**WHAT YOU ARE ASKED TO DO**
Set down, exactly as written, the lines from the line holding "Phrase: glasses lens" to the end of the data, inclusive, skipping any pictures.

**Items from a dataset**
-- Begin --

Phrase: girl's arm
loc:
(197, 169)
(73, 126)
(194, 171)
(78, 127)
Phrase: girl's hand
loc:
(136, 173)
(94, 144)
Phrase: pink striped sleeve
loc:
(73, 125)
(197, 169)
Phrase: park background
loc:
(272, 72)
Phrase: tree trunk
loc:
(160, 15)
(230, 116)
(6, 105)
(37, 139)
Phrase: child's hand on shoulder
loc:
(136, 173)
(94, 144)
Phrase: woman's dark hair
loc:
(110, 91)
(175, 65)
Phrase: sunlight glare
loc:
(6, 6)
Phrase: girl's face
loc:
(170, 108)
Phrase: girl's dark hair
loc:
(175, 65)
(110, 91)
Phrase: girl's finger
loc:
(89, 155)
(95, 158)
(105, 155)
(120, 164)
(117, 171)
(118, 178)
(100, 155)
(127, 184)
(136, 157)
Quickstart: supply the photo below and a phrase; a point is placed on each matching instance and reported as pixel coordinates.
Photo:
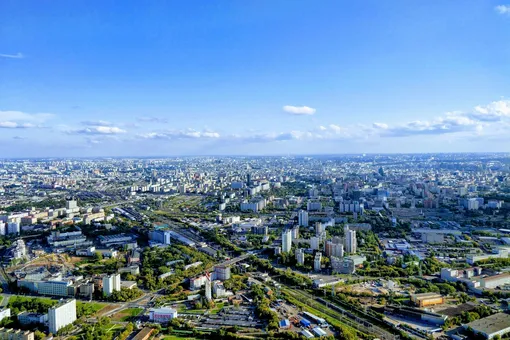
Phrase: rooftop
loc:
(491, 324)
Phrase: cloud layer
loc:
(503, 9)
(299, 110)
(12, 56)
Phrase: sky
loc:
(253, 77)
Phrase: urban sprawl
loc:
(334, 247)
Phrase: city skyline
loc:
(253, 78)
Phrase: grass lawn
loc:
(127, 314)
(89, 308)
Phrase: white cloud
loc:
(13, 56)
(335, 128)
(380, 126)
(181, 134)
(97, 123)
(99, 130)
(153, 120)
(494, 111)
(18, 116)
(14, 125)
(299, 110)
(503, 9)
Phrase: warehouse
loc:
(427, 299)
(497, 324)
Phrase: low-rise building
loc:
(491, 326)
(15, 334)
(162, 315)
(427, 299)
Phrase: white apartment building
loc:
(300, 256)
(286, 240)
(111, 283)
(303, 218)
(61, 315)
(317, 262)
(351, 244)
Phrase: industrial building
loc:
(427, 299)
(497, 324)
(162, 315)
(16, 334)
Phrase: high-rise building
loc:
(303, 218)
(61, 315)
(286, 240)
(334, 249)
(314, 206)
(300, 256)
(317, 262)
(314, 243)
(208, 292)
(71, 204)
(222, 273)
(319, 228)
(295, 233)
(350, 241)
(111, 283)
(13, 228)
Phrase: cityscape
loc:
(254, 169)
(351, 246)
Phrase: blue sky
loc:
(130, 78)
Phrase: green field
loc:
(89, 308)
(127, 314)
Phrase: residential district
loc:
(345, 247)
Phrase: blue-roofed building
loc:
(284, 324)
(305, 323)
(307, 334)
(319, 332)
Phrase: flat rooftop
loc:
(491, 324)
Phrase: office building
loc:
(334, 249)
(61, 315)
(222, 273)
(13, 228)
(208, 293)
(317, 265)
(111, 283)
(5, 313)
(350, 241)
(295, 233)
(286, 240)
(314, 206)
(314, 243)
(303, 218)
(219, 290)
(300, 256)
(319, 229)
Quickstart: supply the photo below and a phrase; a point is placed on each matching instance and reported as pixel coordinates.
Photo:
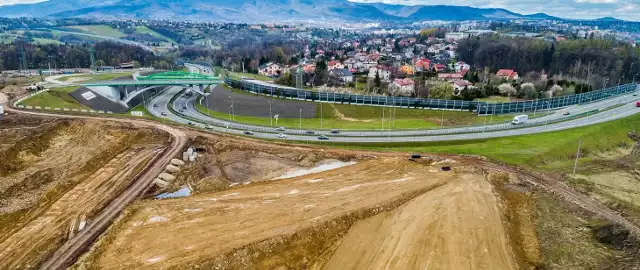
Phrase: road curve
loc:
(161, 104)
(603, 111)
(74, 247)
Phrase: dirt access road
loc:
(276, 223)
(75, 246)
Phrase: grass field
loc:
(55, 98)
(548, 151)
(494, 99)
(102, 30)
(45, 41)
(146, 30)
(95, 77)
(239, 75)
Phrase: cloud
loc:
(13, 2)
(575, 9)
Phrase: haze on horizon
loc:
(578, 9)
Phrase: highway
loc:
(161, 104)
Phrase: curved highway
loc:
(189, 114)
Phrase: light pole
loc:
(233, 109)
(485, 118)
(270, 114)
(321, 116)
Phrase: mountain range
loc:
(252, 11)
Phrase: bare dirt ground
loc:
(298, 223)
(57, 174)
(224, 162)
(455, 226)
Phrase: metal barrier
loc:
(427, 103)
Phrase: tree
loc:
(507, 90)
(441, 91)
(528, 90)
(554, 90)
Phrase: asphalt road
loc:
(220, 125)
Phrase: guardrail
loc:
(383, 133)
(439, 104)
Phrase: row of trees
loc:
(597, 62)
(75, 56)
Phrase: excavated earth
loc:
(370, 212)
(55, 175)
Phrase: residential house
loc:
(270, 69)
(341, 76)
(383, 71)
(460, 66)
(507, 74)
(460, 85)
(435, 48)
(422, 64)
(350, 63)
(402, 87)
(407, 69)
(439, 67)
(450, 76)
(334, 65)
(454, 36)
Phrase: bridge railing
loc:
(427, 103)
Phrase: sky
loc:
(578, 9)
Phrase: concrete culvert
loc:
(166, 177)
(160, 183)
(177, 162)
(172, 168)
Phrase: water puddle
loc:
(331, 165)
(183, 192)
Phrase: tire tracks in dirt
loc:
(76, 246)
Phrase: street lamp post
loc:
(233, 109)
(270, 114)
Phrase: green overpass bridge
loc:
(129, 89)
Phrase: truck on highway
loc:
(520, 120)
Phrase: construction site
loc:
(224, 202)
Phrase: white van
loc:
(520, 120)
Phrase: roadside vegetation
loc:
(55, 98)
(344, 116)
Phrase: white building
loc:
(382, 71)
(402, 87)
(270, 69)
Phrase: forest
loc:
(594, 61)
(75, 56)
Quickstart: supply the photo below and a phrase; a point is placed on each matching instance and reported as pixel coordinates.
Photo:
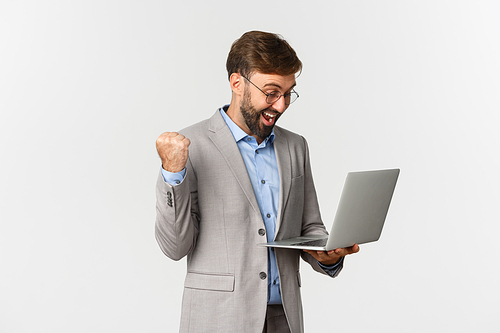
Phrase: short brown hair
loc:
(263, 52)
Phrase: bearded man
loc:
(236, 180)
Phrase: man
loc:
(236, 180)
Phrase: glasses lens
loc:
(291, 97)
(273, 97)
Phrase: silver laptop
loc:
(360, 215)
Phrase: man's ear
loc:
(235, 81)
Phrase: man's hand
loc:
(173, 149)
(332, 257)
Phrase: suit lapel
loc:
(223, 139)
(285, 171)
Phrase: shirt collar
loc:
(237, 132)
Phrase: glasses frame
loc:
(268, 96)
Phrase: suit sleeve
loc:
(177, 215)
(311, 221)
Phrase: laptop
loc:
(360, 215)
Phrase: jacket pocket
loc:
(216, 282)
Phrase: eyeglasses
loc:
(273, 96)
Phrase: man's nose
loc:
(280, 105)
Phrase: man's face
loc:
(260, 116)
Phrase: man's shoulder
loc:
(289, 135)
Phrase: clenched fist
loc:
(173, 149)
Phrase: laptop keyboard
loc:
(316, 242)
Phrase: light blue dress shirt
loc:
(262, 167)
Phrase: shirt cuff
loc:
(332, 269)
(173, 178)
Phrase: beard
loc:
(252, 117)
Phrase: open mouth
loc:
(270, 118)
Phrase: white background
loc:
(87, 86)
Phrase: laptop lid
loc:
(360, 215)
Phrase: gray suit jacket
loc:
(213, 218)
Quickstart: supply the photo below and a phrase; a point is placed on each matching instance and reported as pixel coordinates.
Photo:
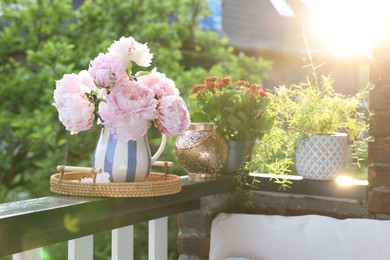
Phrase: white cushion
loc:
(309, 237)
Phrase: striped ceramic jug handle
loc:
(160, 149)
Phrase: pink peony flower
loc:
(77, 113)
(129, 110)
(141, 55)
(127, 49)
(173, 117)
(106, 70)
(159, 83)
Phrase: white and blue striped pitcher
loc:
(125, 161)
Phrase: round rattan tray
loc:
(157, 184)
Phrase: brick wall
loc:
(194, 226)
(378, 198)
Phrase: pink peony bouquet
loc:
(110, 94)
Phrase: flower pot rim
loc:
(333, 135)
(202, 126)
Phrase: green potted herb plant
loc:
(314, 126)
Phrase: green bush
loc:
(41, 40)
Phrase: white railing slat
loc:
(122, 243)
(158, 239)
(81, 248)
(35, 254)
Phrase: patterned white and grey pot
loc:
(321, 157)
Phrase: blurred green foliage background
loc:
(40, 40)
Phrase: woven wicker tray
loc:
(68, 183)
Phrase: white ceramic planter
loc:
(321, 157)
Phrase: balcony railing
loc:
(26, 226)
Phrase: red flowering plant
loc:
(240, 110)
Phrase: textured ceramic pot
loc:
(321, 157)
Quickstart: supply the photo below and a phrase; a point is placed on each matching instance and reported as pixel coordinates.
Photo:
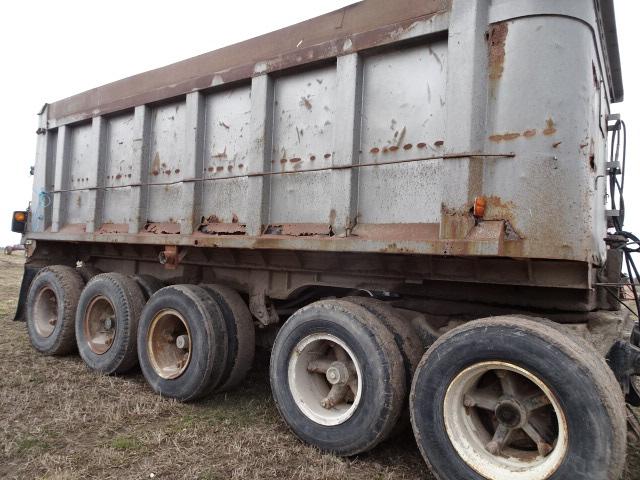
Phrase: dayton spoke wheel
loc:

-- End --

**EXERCISE RESPONSE**
Phrase: glasses lens
loc:
(291, 97)
(273, 97)
Phrase: silver laptop
loc:
(360, 215)
Phrase: man's ear
loc:
(235, 81)
Phrase: man's hand
loc:
(173, 149)
(332, 257)
Phrase: suit lapel
loc:
(223, 139)
(285, 171)
Phrase: shirt collar
loc:
(237, 132)
Phrase: glasses frame
loc:
(268, 96)
Phrase: suit sleeve
loc:
(177, 215)
(311, 221)
Phrase: laptop
loc:
(360, 215)
Phrase: jacket pocket
loc:
(216, 282)
Phrase: eyeglasses
loc:
(273, 96)
Phrase: man's nose
loc:
(280, 105)
Phrase: man's face
loc:
(260, 116)
Phrase: man's shoulder
loc:
(289, 135)
Phrase: clenched fist
loc:
(173, 149)
Phrase: laptop keyboard
loc:
(316, 242)
Phrase: light blue dress shirt
loc:
(262, 167)
Phrase: shirt cuff
loc:
(332, 269)
(173, 178)
Phrase: beard
loc:
(252, 117)
Phrase: open mouth
loc:
(270, 118)
Phrase: white background
loc:
(87, 86)
Phrase: laptop lid
loc:
(360, 215)
Phrase: gray suit jacket
loc:
(213, 218)
Quickstart: supply the photo below and a phrase; a point is placed on each matching instance and reported as pixel coordinates.
Photo:
Phrase: white cushion
loc:
(309, 237)
Phrase: striped ceramic jug handle
loc:
(160, 149)
Phrase: pink peony flower
loc:
(77, 113)
(129, 110)
(141, 55)
(127, 49)
(173, 117)
(106, 70)
(159, 83)
Phrase: white and blue striped pitcher
loc:
(125, 161)
Phrase: round rattan tray
loc:
(157, 184)
Phrase: brick wall
loc:
(194, 226)
(378, 198)
Phrase: pink peony bouquet
loc:
(110, 94)
Phrase: flower pot rim
loc:
(333, 135)
(202, 126)
Phrase: green potted herb plant
loc:
(314, 126)
Phrase: green bush
loc:
(41, 40)
Phrase: white railing slat
loc:
(122, 243)
(158, 239)
(81, 248)
(35, 254)
Phrase: patterned white and grey pot
loc:
(321, 157)
Phrase: blurred green foliage background
loc:
(40, 40)
Phrase: woven wicker tray
loc:
(68, 183)
Phrase: white ceramic planter
loc:
(321, 157)
Phrase: balcony railing
loc:
(26, 226)
Phrase: red flowering plant
loc:
(240, 110)
Phrase: textured ceramic pot
loc:
(321, 157)
Quickstart: supply the photo below and a phrase; a point is placed on each matching instance and reported as pixel coordinates.
Photo:
Phrase: dayton spoke wheel
loc:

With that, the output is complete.